Extracted records
⁂
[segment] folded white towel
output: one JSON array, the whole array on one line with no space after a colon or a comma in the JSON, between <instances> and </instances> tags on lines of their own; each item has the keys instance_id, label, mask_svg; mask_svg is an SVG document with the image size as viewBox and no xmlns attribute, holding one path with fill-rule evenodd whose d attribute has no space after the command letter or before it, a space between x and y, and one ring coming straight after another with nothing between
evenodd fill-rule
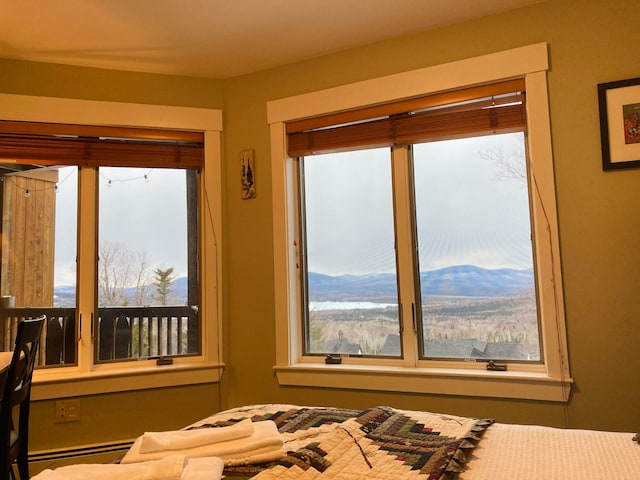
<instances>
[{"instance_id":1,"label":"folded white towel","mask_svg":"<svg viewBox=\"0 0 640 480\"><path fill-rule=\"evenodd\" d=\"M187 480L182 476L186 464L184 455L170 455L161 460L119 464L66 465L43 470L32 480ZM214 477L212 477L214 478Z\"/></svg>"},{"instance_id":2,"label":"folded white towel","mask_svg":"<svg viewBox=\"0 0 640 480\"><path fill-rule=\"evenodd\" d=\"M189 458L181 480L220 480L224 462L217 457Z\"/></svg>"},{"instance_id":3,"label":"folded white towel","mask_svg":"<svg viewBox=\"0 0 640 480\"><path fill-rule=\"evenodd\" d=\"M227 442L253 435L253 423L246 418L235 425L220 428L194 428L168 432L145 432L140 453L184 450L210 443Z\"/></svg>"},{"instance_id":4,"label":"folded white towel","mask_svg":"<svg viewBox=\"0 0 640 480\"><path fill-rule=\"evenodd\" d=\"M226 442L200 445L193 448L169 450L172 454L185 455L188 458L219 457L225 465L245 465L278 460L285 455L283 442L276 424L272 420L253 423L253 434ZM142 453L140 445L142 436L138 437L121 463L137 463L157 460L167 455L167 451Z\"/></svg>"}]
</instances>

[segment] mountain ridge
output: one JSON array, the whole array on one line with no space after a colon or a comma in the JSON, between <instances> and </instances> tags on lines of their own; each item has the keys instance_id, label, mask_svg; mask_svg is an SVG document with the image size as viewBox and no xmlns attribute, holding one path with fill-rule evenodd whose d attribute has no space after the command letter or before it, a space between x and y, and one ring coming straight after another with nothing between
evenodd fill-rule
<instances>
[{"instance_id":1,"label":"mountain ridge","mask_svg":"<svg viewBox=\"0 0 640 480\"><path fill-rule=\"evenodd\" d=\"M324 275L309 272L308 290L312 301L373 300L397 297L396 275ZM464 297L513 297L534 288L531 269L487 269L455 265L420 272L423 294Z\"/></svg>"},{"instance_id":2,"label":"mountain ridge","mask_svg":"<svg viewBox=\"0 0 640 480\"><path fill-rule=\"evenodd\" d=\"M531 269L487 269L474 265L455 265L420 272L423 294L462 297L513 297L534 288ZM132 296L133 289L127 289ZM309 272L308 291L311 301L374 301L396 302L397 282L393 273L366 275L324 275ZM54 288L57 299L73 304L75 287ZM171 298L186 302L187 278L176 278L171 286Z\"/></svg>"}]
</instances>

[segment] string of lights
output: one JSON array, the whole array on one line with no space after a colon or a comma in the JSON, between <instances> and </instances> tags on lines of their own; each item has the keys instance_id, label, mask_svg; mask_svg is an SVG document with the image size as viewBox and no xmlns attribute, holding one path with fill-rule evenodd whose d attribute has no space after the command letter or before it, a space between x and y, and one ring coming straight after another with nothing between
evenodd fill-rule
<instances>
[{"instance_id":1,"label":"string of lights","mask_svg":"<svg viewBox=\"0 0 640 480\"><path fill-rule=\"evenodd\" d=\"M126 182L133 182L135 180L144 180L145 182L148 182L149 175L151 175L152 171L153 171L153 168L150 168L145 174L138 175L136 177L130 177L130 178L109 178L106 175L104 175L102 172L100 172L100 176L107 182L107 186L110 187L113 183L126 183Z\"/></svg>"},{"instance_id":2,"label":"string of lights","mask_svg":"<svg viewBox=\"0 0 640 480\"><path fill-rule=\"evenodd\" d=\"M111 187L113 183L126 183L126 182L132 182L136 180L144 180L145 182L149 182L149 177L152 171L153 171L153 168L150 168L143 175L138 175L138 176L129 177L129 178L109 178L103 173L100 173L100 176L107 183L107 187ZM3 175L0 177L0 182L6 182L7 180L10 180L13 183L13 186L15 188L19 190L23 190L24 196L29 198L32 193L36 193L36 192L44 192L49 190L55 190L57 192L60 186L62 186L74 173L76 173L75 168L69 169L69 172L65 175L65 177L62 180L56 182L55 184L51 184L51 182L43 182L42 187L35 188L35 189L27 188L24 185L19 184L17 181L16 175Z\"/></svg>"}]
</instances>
⁂
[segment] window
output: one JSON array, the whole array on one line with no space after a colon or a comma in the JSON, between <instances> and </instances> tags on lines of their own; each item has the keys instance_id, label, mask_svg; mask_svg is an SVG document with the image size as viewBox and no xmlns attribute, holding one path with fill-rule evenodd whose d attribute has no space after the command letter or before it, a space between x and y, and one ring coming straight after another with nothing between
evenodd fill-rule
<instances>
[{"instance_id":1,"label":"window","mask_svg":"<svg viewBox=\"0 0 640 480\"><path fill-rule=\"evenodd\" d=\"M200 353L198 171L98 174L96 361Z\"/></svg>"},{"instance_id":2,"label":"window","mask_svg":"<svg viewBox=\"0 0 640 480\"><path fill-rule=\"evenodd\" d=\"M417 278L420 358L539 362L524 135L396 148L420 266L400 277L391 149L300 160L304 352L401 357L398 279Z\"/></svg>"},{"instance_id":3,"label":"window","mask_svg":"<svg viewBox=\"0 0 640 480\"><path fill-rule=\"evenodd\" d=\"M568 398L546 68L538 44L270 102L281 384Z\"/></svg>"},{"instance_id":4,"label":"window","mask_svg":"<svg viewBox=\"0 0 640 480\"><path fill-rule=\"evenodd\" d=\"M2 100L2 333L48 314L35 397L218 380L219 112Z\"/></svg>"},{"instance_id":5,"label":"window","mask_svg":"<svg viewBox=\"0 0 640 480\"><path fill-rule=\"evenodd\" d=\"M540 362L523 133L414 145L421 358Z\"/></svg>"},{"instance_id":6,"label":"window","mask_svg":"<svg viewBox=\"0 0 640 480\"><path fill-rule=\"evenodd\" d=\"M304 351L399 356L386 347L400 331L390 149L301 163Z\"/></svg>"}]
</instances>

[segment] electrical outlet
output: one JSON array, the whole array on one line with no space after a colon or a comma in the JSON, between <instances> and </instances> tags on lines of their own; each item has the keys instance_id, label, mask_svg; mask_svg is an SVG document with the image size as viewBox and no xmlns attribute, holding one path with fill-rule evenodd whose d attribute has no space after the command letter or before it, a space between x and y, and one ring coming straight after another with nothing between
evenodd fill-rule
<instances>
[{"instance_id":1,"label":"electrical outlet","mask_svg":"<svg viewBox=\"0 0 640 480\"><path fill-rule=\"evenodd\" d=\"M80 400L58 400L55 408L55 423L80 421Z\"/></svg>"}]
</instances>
⁂
• **Problem**:
Every line above with the word "segment" is to be copied out.

• **The answer**:
[segment] folded white towel
[segment] mountain ridge
[segment] string of lights
[segment] window
[segment] electrical outlet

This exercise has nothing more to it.